Reading text
= Beginning of Section =

EA for Jews

Effective altruism for jews

The importance of effectiveness

EA for Jews

Effectiveness: why does it matter?

History has many examples of people who have had a huge positive impact on the world.
  • Irena Sendler (pictured below) saved 2,500 Jewish children from the Holocaust by providing them with false identity documents and smuggling them out of the Warsaw ghetto.
  • Norman Borlaug’s research into disease-resistant wheat precipitated the ‘Green Revolution’. He has been credited with saving hundreds of millions of lives.
  • Stanislav Petrov potentially prevented all-out nuclear war simply by being calm under pressure and being willing to disobey orders.

These people might seem like unrelatable heroes, who were enormously brave, or skilled, or who just happened to be in the right place at the right time. But many people can also have a tremendous positive impact on the world, if they choose wisely.

Irena Sendler

EA for Jews

You can save lives

Imagine if, one day, you see a burning building with a small child inside. You run into the blaze, pick up the child, and carry them to safety. You would be a hero. Now imagine that this happened to you every two years – you’d save dozens of lives over the course of your life.

This sounds like an odd world. But current evidence suggests it is the world that many people live in. If you earn the typical income in the US, and donate 10% of your earnings each year to the Against Malaria Foundation, you will probably save dozens of lives over your lifetime.

But the world appears to be even stranger, because many people have opportunities that look even better than this. How? First, many people can have a greater impact by working directly on important problems than by donating. Second, other causes might prove even more impactful than global poverty and health, as we’ll discuss below.

= End of Section =

Your instructions
Pick up the effective altruism piece after its final sentence and keep writing it. These rows come from a different source than the effective altruism piece.

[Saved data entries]
= Beginning of Section =

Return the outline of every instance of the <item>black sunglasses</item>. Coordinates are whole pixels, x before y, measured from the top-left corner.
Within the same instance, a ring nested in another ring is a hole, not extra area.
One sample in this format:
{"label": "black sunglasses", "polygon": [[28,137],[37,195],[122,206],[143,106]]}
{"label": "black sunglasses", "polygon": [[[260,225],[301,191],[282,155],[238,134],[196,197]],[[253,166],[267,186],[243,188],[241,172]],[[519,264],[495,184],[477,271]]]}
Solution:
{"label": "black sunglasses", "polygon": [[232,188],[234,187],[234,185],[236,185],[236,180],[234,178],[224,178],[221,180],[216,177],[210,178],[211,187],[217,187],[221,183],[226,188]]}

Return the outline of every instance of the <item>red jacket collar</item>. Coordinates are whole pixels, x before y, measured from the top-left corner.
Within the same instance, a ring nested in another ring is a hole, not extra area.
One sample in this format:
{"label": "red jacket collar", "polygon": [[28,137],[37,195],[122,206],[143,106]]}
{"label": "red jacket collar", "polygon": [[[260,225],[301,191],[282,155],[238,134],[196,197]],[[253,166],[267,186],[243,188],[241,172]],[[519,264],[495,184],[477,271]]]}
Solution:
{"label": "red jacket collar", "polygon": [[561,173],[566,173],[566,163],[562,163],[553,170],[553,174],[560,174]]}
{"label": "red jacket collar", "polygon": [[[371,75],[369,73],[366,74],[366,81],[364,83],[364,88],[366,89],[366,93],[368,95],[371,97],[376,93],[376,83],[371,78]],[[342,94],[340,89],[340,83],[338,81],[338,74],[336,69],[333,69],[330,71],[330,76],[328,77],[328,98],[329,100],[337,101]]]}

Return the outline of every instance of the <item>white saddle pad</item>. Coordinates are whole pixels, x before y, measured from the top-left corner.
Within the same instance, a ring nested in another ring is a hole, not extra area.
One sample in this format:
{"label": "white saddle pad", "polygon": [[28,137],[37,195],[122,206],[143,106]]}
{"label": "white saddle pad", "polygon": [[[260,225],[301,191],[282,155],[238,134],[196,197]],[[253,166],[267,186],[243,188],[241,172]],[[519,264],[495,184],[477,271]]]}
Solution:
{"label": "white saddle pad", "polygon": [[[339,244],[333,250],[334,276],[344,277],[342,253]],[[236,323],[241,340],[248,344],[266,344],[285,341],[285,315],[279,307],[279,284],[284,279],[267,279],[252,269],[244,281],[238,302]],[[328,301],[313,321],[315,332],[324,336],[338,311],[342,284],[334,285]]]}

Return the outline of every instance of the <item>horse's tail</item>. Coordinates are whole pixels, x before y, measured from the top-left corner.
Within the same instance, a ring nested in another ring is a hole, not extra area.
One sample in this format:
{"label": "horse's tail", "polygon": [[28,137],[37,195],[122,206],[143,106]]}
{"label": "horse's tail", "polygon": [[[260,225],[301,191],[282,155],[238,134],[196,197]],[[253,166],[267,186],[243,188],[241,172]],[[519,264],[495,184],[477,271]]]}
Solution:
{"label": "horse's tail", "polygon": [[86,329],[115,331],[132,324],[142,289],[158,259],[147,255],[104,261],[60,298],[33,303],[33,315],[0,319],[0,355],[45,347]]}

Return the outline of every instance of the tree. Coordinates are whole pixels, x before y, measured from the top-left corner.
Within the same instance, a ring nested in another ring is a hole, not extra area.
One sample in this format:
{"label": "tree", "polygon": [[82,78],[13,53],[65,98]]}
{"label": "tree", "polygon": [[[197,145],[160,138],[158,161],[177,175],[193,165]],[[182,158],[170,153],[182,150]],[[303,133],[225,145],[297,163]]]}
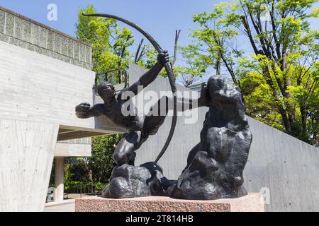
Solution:
{"label": "tree", "polygon": [[208,61],[211,59],[199,54],[199,44],[179,47],[185,66],[175,66],[174,71],[178,76],[178,81],[185,87],[189,87],[198,83],[205,73],[207,65],[210,64]]}
{"label": "tree", "polygon": [[113,159],[115,145],[123,137],[123,134],[120,133],[92,138],[92,155],[88,159],[88,164],[93,181],[108,183],[113,167],[116,165]]}
{"label": "tree", "polygon": [[[316,0],[242,0],[194,16],[192,36],[242,89],[247,114],[310,143],[318,142]],[[248,43],[251,56],[231,44]],[[220,61],[221,59],[221,61]],[[247,100],[246,100],[247,99]]]}

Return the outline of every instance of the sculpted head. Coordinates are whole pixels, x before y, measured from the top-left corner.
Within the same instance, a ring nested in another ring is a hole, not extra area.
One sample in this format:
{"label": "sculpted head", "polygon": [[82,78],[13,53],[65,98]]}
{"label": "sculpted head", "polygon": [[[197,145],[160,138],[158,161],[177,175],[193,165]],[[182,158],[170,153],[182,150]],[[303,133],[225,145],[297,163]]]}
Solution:
{"label": "sculpted head", "polygon": [[227,83],[220,76],[211,76],[207,82],[210,92],[216,92],[227,88]]}
{"label": "sculpted head", "polygon": [[113,86],[110,83],[106,81],[99,84],[96,86],[96,91],[102,99],[114,97],[116,95],[114,86]]}

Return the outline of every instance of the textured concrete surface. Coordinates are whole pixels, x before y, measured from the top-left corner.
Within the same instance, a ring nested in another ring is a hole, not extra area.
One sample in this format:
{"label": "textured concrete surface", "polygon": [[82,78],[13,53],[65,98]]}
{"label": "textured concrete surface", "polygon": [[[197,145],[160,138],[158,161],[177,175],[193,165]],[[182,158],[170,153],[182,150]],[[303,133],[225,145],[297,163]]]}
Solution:
{"label": "textured concrete surface", "polygon": [[0,118],[0,212],[43,210],[58,127]]}
{"label": "textured concrete surface", "polygon": [[91,69],[91,46],[0,6],[0,41]]}
{"label": "textured concrete surface", "polygon": [[65,200],[60,203],[45,203],[44,212],[74,212],[75,200]]}
{"label": "textured concrete surface", "polygon": [[262,194],[214,201],[173,199],[150,196],[112,199],[88,197],[75,201],[76,212],[263,212]]}

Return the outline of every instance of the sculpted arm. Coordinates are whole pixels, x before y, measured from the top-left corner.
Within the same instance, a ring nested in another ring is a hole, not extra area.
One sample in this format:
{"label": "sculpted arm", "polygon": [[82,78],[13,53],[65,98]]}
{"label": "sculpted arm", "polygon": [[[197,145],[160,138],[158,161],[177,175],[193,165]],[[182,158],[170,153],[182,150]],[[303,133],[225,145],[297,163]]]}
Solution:
{"label": "sculpted arm", "polygon": [[160,72],[164,67],[164,65],[169,61],[167,51],[164,51],[162,53],[157,55],[157,62],[147,72],[145,73],[140,79],[132,85],[123,89],[118,95],[118,100],[121,98],[122,93],[125,91],[130,91],[134,95],[138,93],[138,86],[142,86],[142,88],[147,87],[149,84],[152,83],[157,77]]}
{"label": "sculpted arm", "polygon": [[75,107],[75,115],[80,119],[99,117],[105,112],[103,104],[95,105],[91,107],[89,103],[82,103]]}

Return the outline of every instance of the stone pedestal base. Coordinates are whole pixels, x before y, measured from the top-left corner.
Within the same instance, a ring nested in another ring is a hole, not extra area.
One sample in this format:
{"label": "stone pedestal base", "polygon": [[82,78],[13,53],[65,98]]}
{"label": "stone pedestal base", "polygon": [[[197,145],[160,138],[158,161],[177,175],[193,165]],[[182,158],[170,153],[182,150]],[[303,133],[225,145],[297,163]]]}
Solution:
{"label": "stone pedestal base", "polygon": [[237,198],[213,201],[181,200],[150,196],[113,199],[101,197],[78,198],[76,212],[264,212],[261,193]]}

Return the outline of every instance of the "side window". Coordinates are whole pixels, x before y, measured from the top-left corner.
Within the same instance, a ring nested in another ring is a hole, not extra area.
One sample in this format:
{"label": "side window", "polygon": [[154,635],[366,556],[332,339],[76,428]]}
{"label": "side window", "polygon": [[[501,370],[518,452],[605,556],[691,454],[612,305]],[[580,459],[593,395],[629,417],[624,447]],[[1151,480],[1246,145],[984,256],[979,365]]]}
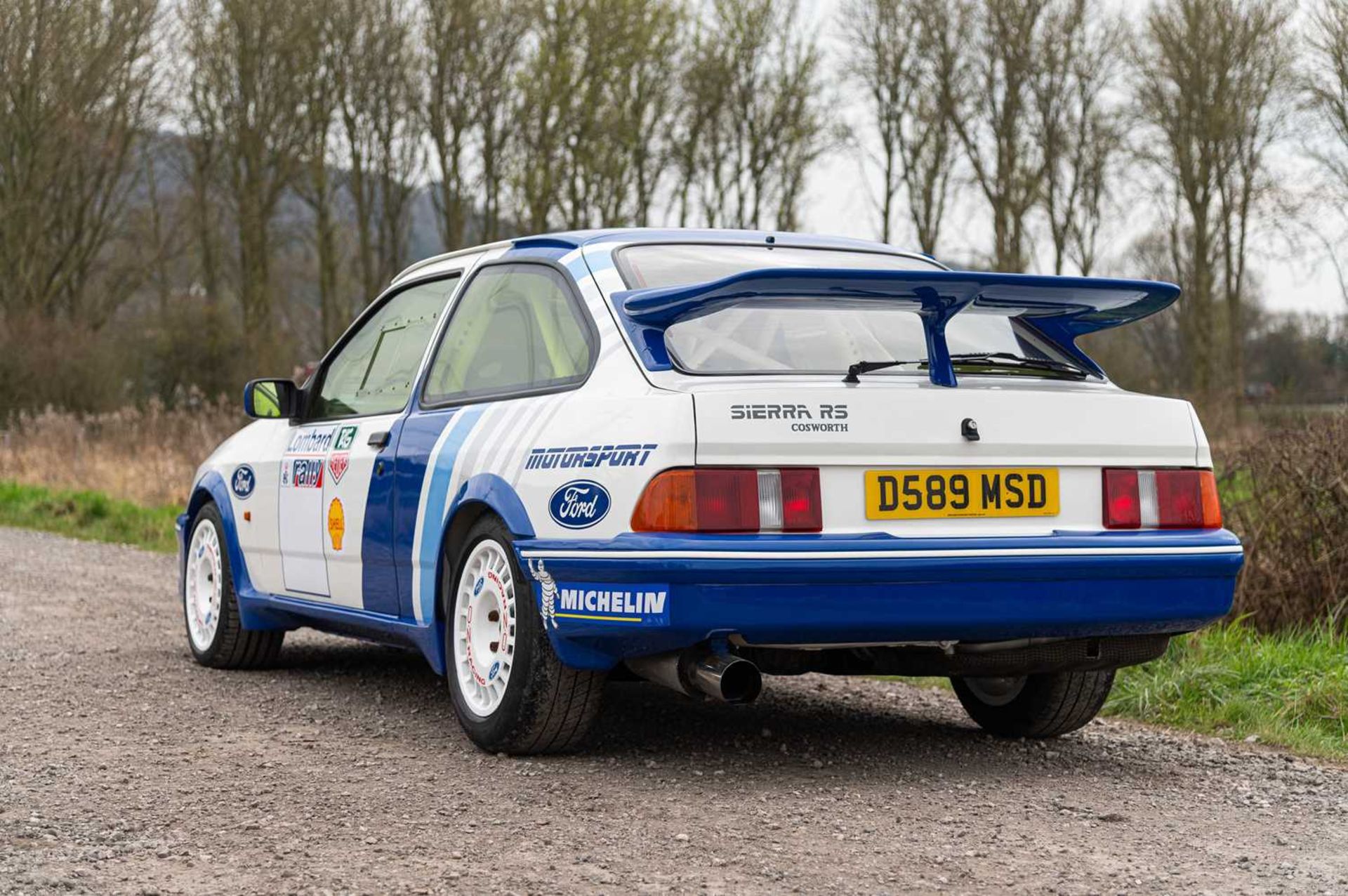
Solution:
{"label": "side window", "polygon": [[402,411],[458,278],[408,287],[384,302],[324,371],[310,416]]}
{"label": "side window", "polygon": [[565,276],[543,264],[483,268],[454,306],[426,377],[425,402],[580,383],[593,337]]}

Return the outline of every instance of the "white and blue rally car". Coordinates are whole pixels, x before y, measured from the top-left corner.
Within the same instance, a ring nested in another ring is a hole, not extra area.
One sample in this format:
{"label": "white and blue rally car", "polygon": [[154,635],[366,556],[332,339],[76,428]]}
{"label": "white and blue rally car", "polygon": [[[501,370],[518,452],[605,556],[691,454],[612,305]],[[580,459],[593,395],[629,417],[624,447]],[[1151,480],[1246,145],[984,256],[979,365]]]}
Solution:
{"label": "white and blue rally car", "polygon": [[1008,736],[1231,606],[1206,438],[1076,338],[1166,283],[950,271],[787,233],[592,230],[410,267],[201,466],[193,655],[419,649],[489,750],[574,746],[609,672],[949,675]]}

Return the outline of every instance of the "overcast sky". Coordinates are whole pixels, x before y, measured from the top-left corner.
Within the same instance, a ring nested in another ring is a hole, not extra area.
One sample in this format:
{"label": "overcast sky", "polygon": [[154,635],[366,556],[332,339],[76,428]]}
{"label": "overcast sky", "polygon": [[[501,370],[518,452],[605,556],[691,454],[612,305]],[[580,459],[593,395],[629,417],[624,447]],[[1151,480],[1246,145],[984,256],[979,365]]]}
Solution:
{"label": "overcast sky", "polygon": [[[806,27],[820,36],[828,53],[830,71],[836,70],[838,54],[845,50],[836,24],[840,5],[840,0],[801,0],[802,18]],[[859,97],[856,90],[844,88],[838,100],[838,115],[852,125],[864,125],[864,98]],[[1289,156],[1293,148],[1289,147]],[[1282,175],[1289,181],[1308,177],[1304,166],[1290,160],[1283,167]],[[822,159],[811,171],[806,190],[807,195],[802,209],[806,226],[818,233],[876,238],[879,236],[878,214],[875,199],[868,193],[867,181],[856,151],[838,150]],[[1322,218],[1340,217],[1337,210],[1321,210],[1317,216]],[[1108,260],[1122,256],[1132,236],[1157,220],[1157,212],[1146,198],[1139,197],[1130,202],[1120,202],[1113,217],[1116,218],[1115,226],[1107,230],[1103,237],[1104,251],[1101,256]],[[957,203],[946,216],[941,253],[960,257],[971,248],[985,249],[991,243],[991,233],[983,226],[985,218],[985,206],[976,197],[969,195]],[[911,245],[913,233],[905,228],[903,221],[896,222],[892,241],[905,248],[926,248]],[[1343,313],[1348,310],[1339,290],[1335,267],[1324,247],[1317,244],[1314,237],[1302,236],[1297,240],[1297,245],[1290,245],[1287,240],[1273,238],[1266,238],[1262,243],[1264,248],[1255,251],[1251,265],[1258,271],[1263,284],[1262,298],[1266,307],[1277,311]],[[1340,247],[1340,257],[1343,259],[1348,259],[1345,249],[1348,249],[1348,244]],[[1109,272],[1130,274],[1127,268],[1111,269]]]}

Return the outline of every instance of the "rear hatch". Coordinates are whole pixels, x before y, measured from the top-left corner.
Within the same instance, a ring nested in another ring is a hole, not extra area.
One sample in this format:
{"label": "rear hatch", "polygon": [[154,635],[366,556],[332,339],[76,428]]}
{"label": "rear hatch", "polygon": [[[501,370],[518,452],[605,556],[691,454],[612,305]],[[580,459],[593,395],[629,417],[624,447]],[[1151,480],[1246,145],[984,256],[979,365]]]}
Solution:
{"label": "rear hatch", "polygon": [[[698,465],[817,466],[825,532],[1100,531],[1101,468],[1200,459],[1186,402],[1105,383],[965,376],[948,389],[884,375],[856,385],[813,376],[661,379],[694,396]],[[977,441],[967,437],[975,431]]]}

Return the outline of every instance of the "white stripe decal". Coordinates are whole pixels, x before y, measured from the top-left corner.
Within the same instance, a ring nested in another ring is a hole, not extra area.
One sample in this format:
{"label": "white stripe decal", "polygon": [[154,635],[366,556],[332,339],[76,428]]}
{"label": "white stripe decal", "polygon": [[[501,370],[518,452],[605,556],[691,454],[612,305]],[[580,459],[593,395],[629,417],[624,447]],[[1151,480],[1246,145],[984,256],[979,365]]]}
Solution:
{"label": "white stripe decal", "polygon": [[1148,556],[1182,554],[1242,554],[1239,546],[1216,547],[1018,547],[1018,548],[950,548],[936,551],[520,551],[539,559],[613,559],[613,561],[864,561],[864,559],[933,559],[964,556]]}

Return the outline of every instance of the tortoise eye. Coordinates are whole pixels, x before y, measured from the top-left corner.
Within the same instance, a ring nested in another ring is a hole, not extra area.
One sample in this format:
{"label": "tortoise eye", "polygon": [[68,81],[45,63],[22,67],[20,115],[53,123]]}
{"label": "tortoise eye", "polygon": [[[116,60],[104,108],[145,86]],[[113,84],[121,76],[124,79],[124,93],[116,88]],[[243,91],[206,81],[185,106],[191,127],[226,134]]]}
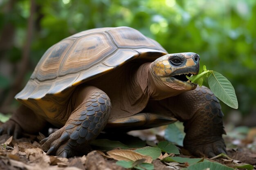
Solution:
{"label": "tortoise eye", "polygon": [[170,59],[170,62],[175,66],[180,66],[183,63],[183,61],[180,58],[177,57],[174,57]]}

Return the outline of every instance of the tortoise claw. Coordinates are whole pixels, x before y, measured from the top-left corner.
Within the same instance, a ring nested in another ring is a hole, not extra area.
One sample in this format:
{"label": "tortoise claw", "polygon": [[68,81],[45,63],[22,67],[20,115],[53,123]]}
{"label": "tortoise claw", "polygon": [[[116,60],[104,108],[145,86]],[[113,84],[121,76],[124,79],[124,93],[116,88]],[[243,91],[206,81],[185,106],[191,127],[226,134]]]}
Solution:
{"label": "tortoise claw", "polygon": [[48,140],[48,137],[47,137],[42,140],[40,141],[40,144],[44,144]]}
{"label": "tortoise claw", "polygon": [[48,150],[48,151],[47,151],[47,152],[46,152],[46,155],[50,155],[51,153],[53,153],[54,151],[55,151],[56,150],[56,148],[55,147],[55,146],[52,146],[49,149],[49,150]]}
{"label": "tortoise claw", "polygon": [[67,150],[65,150],[63,152],[62,154],[62,157],[64,158],[67,158],[67,155],[68,155],[68,152]]}
{"label": "tortoise claw", "polygon": [[61,142],[63,141],[67,141],[69,139],[69,138],[70,135],[68,132],[65,132],[63,134],[62,134],[62,135],[60,138],[60,139],[59,139],[59,141],[60,142]]}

= End of Section =

Output below
Ea for jews

Many attempts to do go fail, but the best are exceptional

In most areas of life, we understand that it’s important to base our decisions on evidence and reason rather than guesswork or gut instinct. When you buy a phone, you will read customer reviews to get the best deal. Certainly, you won’t buy a phone which costs 1,000 times more than an identical model.

Yet we are not always so discerning when we work on global problems.

Below is a chart using data from Disease Control Priorities in Developing Countries (second edition), showing the number of years of healthy life (measured using DALYs) you can save by donating $1,000 to a particular intervention to reduce the spread of HIV and AIDS. The chart shows figures for five different strategies.

The first intervention, surgical treatment, can’t even be seen on this scale, because it has such a small impact relative to other interventions. And the best strategy, educating high-risk groups, is estimated to be 1,400 times better than that. While it may not be wise to take these estimates completely literally, they are just one example of surprisingly large differences between the effectiveness of different interventions.

We suspect that the difference in intervention effectiveness is similarly large in other cause areas, though we don’t have as clear data as we do in global health. Why do we think this? Partly because most projects in many domains for which we have data don’t appear to have a significant positive impact. And, more optimistically, because there appear to be some interventions which have an enormous impact. But without knowing which experts to trust, or which techniques to trust in your own research, it can be very hard to tell these apart. Which interventions have the highest impact remains an important open question. Comparing different ways of doing good is difficult, both emotionally and practically. But these comparisons are vital to ensure we help others as much as we can. This content is adapted from this article. To learn more read these sequences of articles in the EA handbook, and/or contact us if you’d like to discuss!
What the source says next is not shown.